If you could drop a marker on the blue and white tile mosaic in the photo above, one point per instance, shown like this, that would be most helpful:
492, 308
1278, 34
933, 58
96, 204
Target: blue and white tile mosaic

-.-.-

## WORK TO DO
Lay out every one of the rows above as a Markdown table, with an Index column giving each row's number and an Entry column giving its text, and leave out any blank lines.

## FINISHED EXERCISE
| Index | Entry |
|---|---|
| 1 | If you could drop a marker on the blue and white tile mosaic in the photo above, one point per instance, shown like this, that would be most helpful: |
| 2 | 492, 308 |
| 3 | 1278, 34 |
| 4 | 933, 58 |
| 5 | 96, 204 |
| 6 | Target: blue and white tile mosaic |